■ **WORK TO COMPLETE**
Pull out each line in the items below that contains the word "building", and copy those lines. Case counts.

■ **INFORMATION PROVIDED**
----------------

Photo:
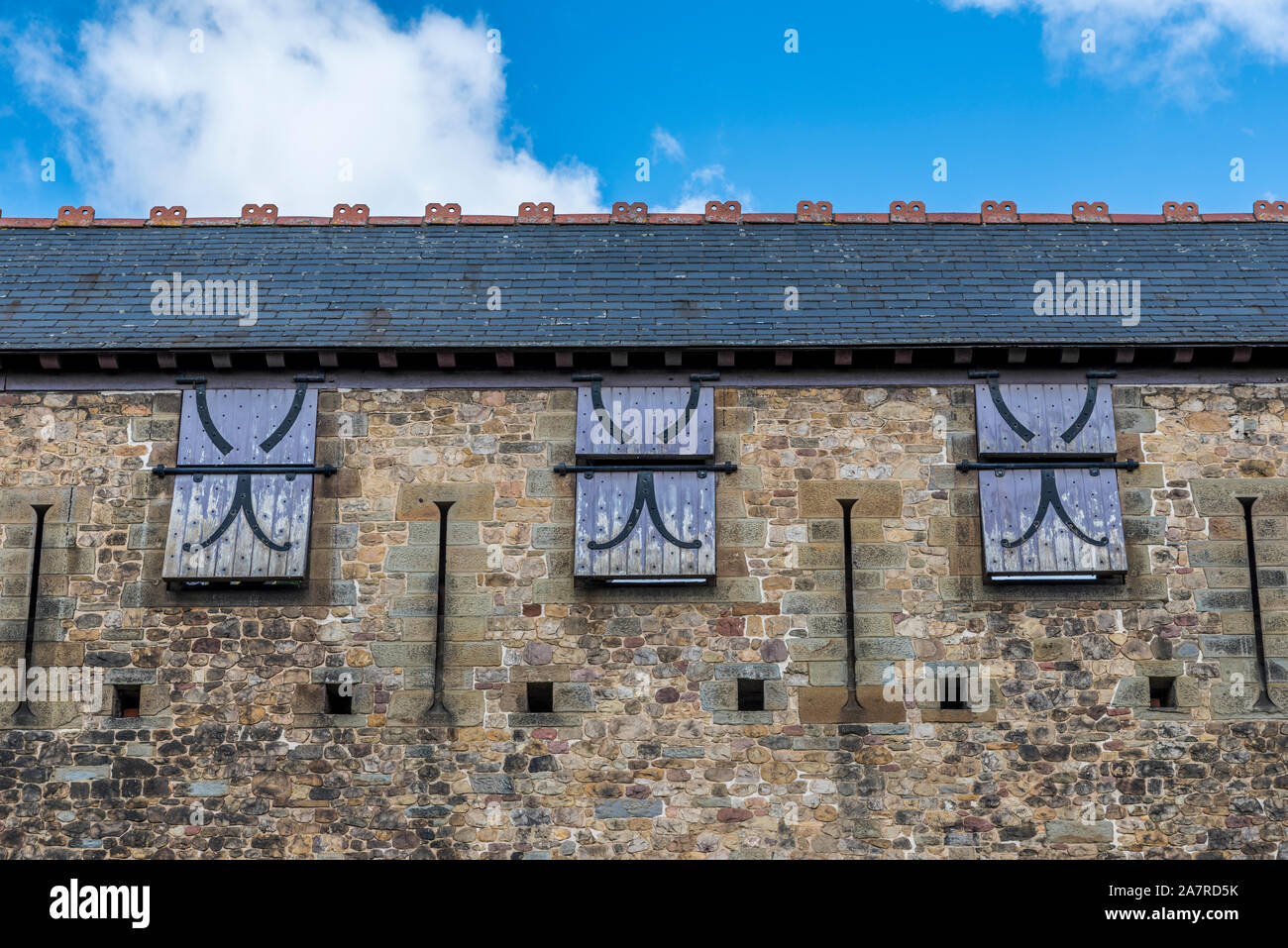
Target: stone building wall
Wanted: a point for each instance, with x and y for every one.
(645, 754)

----------------

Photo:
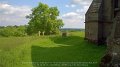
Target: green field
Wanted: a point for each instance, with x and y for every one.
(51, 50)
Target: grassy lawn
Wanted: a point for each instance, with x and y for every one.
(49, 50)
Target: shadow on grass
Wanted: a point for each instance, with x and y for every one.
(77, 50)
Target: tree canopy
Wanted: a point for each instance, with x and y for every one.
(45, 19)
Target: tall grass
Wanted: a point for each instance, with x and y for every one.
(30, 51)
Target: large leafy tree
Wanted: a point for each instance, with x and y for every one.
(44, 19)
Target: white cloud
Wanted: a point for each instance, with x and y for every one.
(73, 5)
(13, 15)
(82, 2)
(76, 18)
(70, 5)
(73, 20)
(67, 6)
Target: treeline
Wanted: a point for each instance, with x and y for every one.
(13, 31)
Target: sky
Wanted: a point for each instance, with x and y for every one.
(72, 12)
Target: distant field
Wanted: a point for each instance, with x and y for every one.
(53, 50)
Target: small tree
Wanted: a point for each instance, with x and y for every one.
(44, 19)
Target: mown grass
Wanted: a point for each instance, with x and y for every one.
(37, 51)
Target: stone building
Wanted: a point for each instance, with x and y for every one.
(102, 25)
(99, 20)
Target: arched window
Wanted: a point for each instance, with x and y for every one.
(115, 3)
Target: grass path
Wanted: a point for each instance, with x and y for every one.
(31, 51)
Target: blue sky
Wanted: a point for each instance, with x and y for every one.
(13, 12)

----------------

■ **FINISHED ANSWER**
Target: stone building wall
Target: stone building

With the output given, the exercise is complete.